PASSAGE TO READ section start

Paper

The battle against money laundering is determined by the weakest link

 The President of the Commission, Jean-Claude Juncker, launched in his State of the European Union speech in September the sixth amendment of the EU's core money laundering directive.

Summary In September Jean-Claude Juncker in his State of the European Union speech launched new tightening’s of the EU's main directive on money laundering. If the tightenings are adopted, it will be the sixth time the rules are revised. Nevertheless, the fight against money laundering seems far from being won, which a number of European cases - including the much-discussed case in Danske Bank - emphasize. The Commission thus acknowledges that the current legislation is insufficient.
 
In the EU the main responsibility for supervising banks sits with the national authorities and the banks themselves. In some areas, the EU has a coordinating function, but not a proper body with the power to combat money laundering and, for example, terrorism. The EU does not have a common database. This despite the fact that money laundering crime often crosses borders, and that today major banks have branches in several countries.
 
The Commission's new proposal aims at giving the European Banking Authority (EBA) the key responsibility for combating money laundering in the EU. The EBA must be allowed to investigate suspicions of money laundering and, if necessary, order national banks to stop money laundering. The proposal is supported, amongst others, by Denmark.

PASSAGE TO READ section end

## ASSIGNED TASK A
Answer these questions from the paper on money laundering:
(i) In which speech did Jean-Claude Juncker launch the new tightenings?
(ii) According to the paper, who holds the main responsibility for supervising banks in the EU?
(iii) Which body would the Commission's new proposal give the key responsibility for combating money laundering in the EU?
## ASSIGNED TASK B
Pick up the paper on money laundering after its final sentence and write the next paragraph.
The data entries have nothing to do with the paper on money laundering.

GIVEN DATA section start

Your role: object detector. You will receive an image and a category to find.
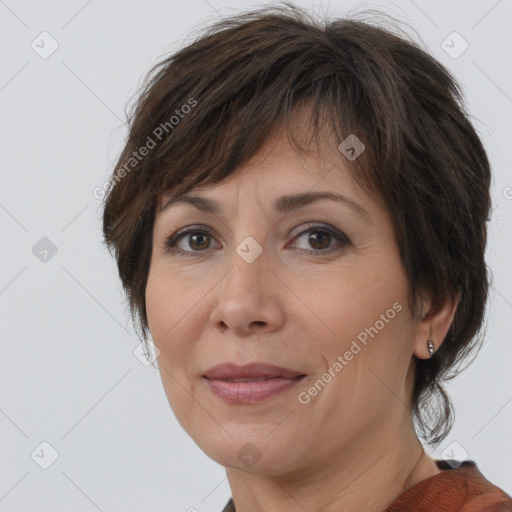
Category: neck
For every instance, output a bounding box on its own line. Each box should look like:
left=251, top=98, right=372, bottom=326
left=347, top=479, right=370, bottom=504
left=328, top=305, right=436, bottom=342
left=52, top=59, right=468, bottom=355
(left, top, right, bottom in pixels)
left=227, top=421, right=440, bottom=512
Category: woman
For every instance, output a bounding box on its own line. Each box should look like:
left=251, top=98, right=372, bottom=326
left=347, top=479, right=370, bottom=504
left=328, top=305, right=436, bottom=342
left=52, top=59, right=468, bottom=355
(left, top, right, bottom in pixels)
left=103, top=3, right=512, bottom=512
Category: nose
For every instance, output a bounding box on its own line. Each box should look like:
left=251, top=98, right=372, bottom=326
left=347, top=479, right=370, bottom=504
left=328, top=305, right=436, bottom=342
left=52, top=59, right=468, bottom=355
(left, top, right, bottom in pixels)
left=210, top=247, right=289, bottom=337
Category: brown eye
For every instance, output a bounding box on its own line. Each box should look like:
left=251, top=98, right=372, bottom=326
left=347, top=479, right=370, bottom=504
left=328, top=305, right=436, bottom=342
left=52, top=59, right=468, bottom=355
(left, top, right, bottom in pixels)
left=293, top=225, right=350, bottom=256
left=188, top=232, right=210, bottom=251
left=308, top=231, right=331, bottom=249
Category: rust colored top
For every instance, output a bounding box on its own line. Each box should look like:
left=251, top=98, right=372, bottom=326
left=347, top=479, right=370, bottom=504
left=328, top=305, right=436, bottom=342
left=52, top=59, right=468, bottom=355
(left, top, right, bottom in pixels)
left=222, top=460, right=512, bottom=512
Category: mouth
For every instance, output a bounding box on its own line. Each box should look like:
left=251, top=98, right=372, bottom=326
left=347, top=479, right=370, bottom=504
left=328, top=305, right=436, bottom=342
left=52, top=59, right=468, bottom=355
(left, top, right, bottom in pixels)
left=203, top=363, right=306, bottom=404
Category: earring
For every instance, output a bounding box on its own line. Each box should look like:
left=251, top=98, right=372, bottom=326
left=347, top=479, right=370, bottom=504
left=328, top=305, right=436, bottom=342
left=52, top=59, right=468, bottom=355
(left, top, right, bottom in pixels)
left=427, top=340, right=434, bottom=357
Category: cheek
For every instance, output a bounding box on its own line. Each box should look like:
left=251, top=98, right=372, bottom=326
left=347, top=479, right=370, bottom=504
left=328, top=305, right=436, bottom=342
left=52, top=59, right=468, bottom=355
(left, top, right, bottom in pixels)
left=145, top=267, right=208, bottom=369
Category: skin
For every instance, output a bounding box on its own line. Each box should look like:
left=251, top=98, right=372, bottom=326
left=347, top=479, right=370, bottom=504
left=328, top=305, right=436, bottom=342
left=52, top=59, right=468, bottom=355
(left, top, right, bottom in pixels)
left=146, top=121, right=457, bottom=512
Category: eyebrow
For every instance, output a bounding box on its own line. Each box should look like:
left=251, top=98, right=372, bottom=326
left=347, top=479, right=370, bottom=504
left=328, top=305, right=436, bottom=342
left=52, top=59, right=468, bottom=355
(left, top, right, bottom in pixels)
left=160, top=192, right=373, bottom=223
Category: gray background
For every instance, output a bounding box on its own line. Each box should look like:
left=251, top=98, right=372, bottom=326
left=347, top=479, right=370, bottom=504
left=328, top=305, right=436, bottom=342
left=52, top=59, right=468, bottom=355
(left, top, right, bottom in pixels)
left=0, top=0, right=512, bottom=512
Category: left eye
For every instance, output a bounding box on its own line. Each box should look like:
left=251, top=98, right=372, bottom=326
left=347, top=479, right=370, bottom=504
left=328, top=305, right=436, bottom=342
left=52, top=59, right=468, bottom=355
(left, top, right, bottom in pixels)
left=288, top=226, right=349, bottom=252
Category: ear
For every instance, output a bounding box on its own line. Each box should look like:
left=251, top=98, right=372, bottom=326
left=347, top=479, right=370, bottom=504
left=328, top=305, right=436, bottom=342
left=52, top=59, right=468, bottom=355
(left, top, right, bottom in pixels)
left=413, top=291, right=460, bottom=359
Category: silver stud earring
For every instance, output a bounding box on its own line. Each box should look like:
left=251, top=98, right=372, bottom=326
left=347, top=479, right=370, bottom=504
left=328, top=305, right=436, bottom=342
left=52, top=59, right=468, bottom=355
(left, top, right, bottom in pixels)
left=427, top=340, right=434, bottom=357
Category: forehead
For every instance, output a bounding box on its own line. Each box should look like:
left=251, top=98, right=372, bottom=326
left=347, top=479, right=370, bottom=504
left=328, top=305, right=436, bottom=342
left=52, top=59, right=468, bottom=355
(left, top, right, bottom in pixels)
left=159, top=120, right=362, bottom=210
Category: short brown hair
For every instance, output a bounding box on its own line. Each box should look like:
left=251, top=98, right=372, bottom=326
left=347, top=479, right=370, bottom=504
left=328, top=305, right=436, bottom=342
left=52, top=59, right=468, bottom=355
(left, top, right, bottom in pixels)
left=103, top=2, right=491, bottom=445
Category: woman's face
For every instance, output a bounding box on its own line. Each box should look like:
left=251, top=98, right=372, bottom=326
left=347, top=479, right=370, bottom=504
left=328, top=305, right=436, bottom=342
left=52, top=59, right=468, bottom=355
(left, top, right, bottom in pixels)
left=146, top=127, right=425, bottom=475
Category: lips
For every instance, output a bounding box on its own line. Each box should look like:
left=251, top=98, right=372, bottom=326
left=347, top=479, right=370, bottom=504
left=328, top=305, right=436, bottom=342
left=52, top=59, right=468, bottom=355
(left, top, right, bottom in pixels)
left=204, top=363, right=305, bottom=382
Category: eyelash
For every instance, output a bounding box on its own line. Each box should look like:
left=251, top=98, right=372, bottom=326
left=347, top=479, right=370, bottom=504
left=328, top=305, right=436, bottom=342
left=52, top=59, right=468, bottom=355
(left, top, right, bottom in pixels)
left=164, top=224, right=351, bottom=257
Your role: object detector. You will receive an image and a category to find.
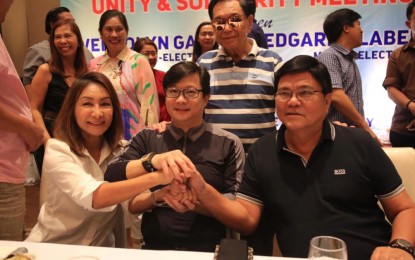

GIVEN DATA section end

## ANSWER A
(i) His State of the European Union speech in September.
(ii) The national authorities and the banks themselves.
(iii) The European Banking Authority (EBA).

## ANSWER B
 
Denmark's situation with regards to the banking union, which aims to strengthen financial stability and supervision of financial institutions, is still unclear. According to Prime Minister Lars Løkke Rasmussen, Danske Bank's money laundering case will be a "very heavy mass on the scale" when the government decides next year on Danish participation in the banking union.
 
The Danish Government also supports the Commission's proposal to strengthen the fight against money laundering in the EU, while the Mette Frederiksen Social Democracy, in the light of the money laundering scandals and attempts of fraud with dividend tax in the EU, proposes to set up a pan-European investigation unit on money laundering and economic crime.
 
(This paper is an updated version. The Paper was first published 12th of October, 2018)

Main conclusion
  • The EU has implemented several changes to the rules on money laundering to strengthen the fight against international crime and tax evasion.
  • The rules are based on international recommendations and have received praise from NGOs because the rules create transparency and place responsibility with banks, lawyers and accountants to report to the authorities.
  • However, several cases of money laundering in different EU countries show that the legislation is insufficient, which the Commission acknowledges.
  • Combating money laundering is based on controls by financial institutions - especially banks. In case of suspicious transactions and customers, banks must report to the country's financial intelligence units.
  • Evaluations of a number of EU countries' anti-money laundering systems, including the Danish system, point to insufficient understanding by banks and their supervision, of the risk of money laundering, and that the resources for combating money laundering are too small.
  • At EU level, a number of supervising boards for respectively. banks, insurance companies and pension funds all have coordinating functions where representatives from national supervisors meet and exchange information.
  • The recent money laundering cases show that cooperation between authorities at national and cross-border authorities is inadequate. The EU does not have a proper body responsible for combating money laundering.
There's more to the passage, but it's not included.